### Exercise text
By this logic nobody can isolate in any quarantine scenario.
Maybe stop sucking so many dicks?
The first one of my IRL friends just tested positive and it's not looking good for the dude. He's late 30s, but he's north of 3 bills and a total healthcare disaster.
Damn that sucks, I now know quite a few people to have it. All of them had mild-mid range symptoms.
One of my friends working as a traveler in Florida just got it. She got it from working at the hospital and the hospital is refusing to pay her from time off due to CoVid. Fucking eh.
AztraZeneca vaccine looks less efficacious than the other two we've seen so far...
The hilarious (to me) takeaway is that it is still very positive news because we'll just use that vaccine on the rest of the world. It's not good enough for us to use in the USA, but it's fine for everyone else.
All that said, it feels like people will start receiving these vaccines in December and we should hit herd immunity levels somewhere between late spring and early fall 2021 (huge window).
The AZ vaccine could hit 90% effectiveness based on how it is given. The cost and distribution costs are also much less for this vaccine, and there is already a worldwide distribution plan, which is critical.
It could, but it is more likely that it falls somewhere in between the 62%-90% window... Not a ton of transparency was given on the results.
The half dose + full dose regimen that had higher efficacy (relative to full dose + full dose) had a much smaller number of participants.
It also just doesn't make intuitive sense that half dose + full dose would work materially better than full dose + full dose. The actual number is likely somewhere in between 62%-90%.
It could, but it is more likely that it falls somewhere in between the 62%-90% window... Not a ton of transparency was given on the results.
The half dose + full dose regimen that had higher efficacy (relative to full dose + full dose) had a much smaller number of participants.
It also just doesn't make intuitive sense that half dose + full dose would work materially better than full dose + full dose. The actual number is likely somewhere in between 62%-90%.
I mean, it does when you are talking about mitigating an immune system response.

### Stored data
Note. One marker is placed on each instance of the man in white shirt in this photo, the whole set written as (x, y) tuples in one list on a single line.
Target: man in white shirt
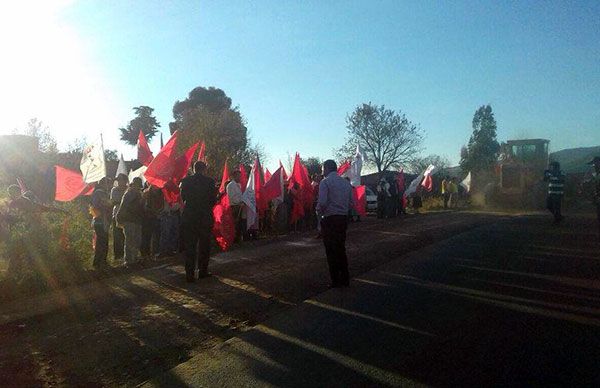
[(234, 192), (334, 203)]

* * *

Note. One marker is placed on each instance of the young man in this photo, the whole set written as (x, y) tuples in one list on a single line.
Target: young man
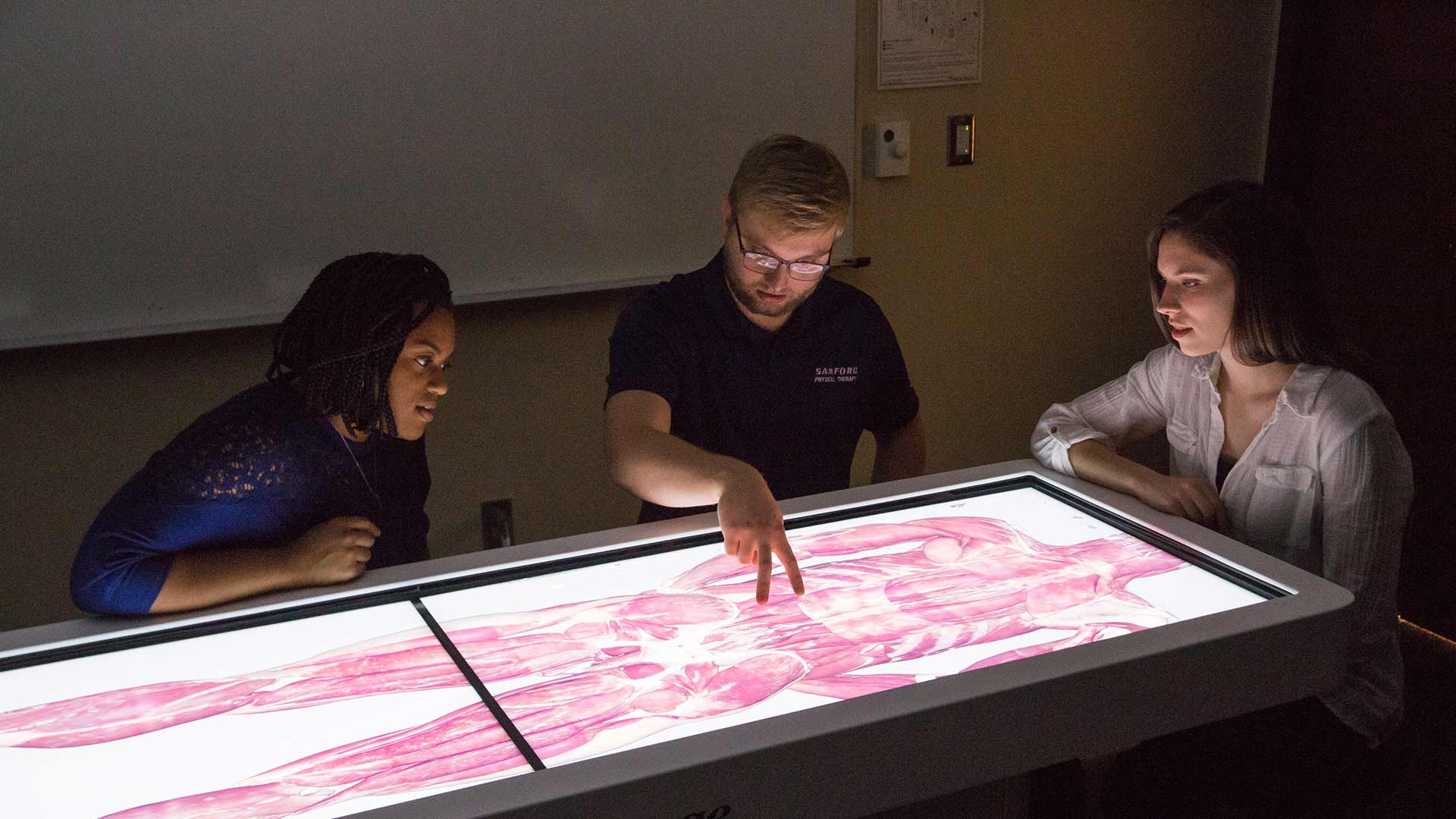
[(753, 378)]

### Action item A
Based on the vaccine thread, decide whether each statement agrees with it. Answer yes or no for each, and quote the deciding words. (i) The cost and distribution costs of the AZ vaccine are described as much less. (ii) The half dose + full dose regimen had a larger number of participants. (iii) The people one commenter knows who had it all had severe symptoms.
### Action item B
Return the part of the vaccine thread starting at "By this logic" and ending at "seen so far...", copied word for word.
The listing was taken from a different source than the vaccine thread.

### Your solution A
(i) Yes: "The cost and distribution costs are also much less for this vaccine"
(ii) No: "had a much smaller number of participants."
(iii) No: "All of them had mild-mid range symptoms."

### Your solution B
By this logic nobody can isolate in any quarantine scenario.
Maybe stop sucking so many dicks?
The first one of my IRL friends just tested positive and it's not looking good for the dude. He's late 30s, but he's north of 3 bills and a total healthcare disaster.
Damn that sucks, I now know quite a few people to have it. All of them had mild-mid range symptoms.
One of my friends working as a traveler in Florida just got it. She got it from working at the hospital and the hospital is refusing to pay her from time off due to CoVid. Fucking eh.
AztraZeneca vaccine looks less efficacious than the other two we've seen so far...